> _The exercise_
Answer these questions using the Lynnwood lawsuit article below.
1. For what amount did the city of Lynnwood settle the lawsuit?
2. At about what time did the man first go into the ampm store and buy coffee?
3. How long after the clerk's 911 call did Lynnwood officers arrive?

> _Passage to read_
---------------

LYNNWOOD — The city of Lynnwood has settled a lawsuit for $20,000 with a man who claimed he was wrongfully jailed, then beaten, after accidentally taking a coffee refill from a store without paying.
The 31-page complaint, filed last summer in U.S. District Court in Seattle, tells the tale of a legally deaf man caught in a comedy of errors, leading to a “nightmarish” 20-hour detention at the Lynnwood jail. According to the lawsuit, he “suffered severe pain, suffering, and mental anguish” as a result of his stay.
In a response filed in November, the city denied those allegations. By settling, the city is not admitting to any wrongdoing. An internal investigation reportedly found the officers’ actions were within policy, and didn’t require any discipline or training.
The lawsuit says William Hillgaertner, in his 40s, has had difficulty hearing since he was born, even with the use of hearing aids. He was on his way to Whidbey Island on June 15, 2017, when he got off a bus in Lynnwood, where he intended to transfer.
He missed his transfer, though, and was stranded for the night. He walked around the city to stay warm, and around 4:30 a.m. went into an ampm store and bought a cup of coffee.
A half-hour later, he went back for a refill. According to the complaint, he still had $45.70 and was willing to pay, but misunderstood the clerk. He reportedly left the store without paying, thinking the refill was free.
The clerk called 911 to report the stolen coffee, and Lynnwood officers arrived 15 minutes later.

---------------

> _Listing_
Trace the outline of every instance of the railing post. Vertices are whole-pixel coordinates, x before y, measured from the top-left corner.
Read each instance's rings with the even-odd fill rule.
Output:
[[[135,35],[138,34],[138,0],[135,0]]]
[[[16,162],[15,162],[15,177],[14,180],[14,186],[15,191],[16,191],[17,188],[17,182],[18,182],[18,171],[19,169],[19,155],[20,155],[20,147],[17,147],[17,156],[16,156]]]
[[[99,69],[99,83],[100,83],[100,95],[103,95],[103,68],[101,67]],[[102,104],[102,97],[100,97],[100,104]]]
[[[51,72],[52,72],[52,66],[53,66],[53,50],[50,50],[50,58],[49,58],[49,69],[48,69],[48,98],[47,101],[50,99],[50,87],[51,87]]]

---------------

> _Task result_
1. $20,000
2. Around 4:30 a.m.
3. 15 minutes later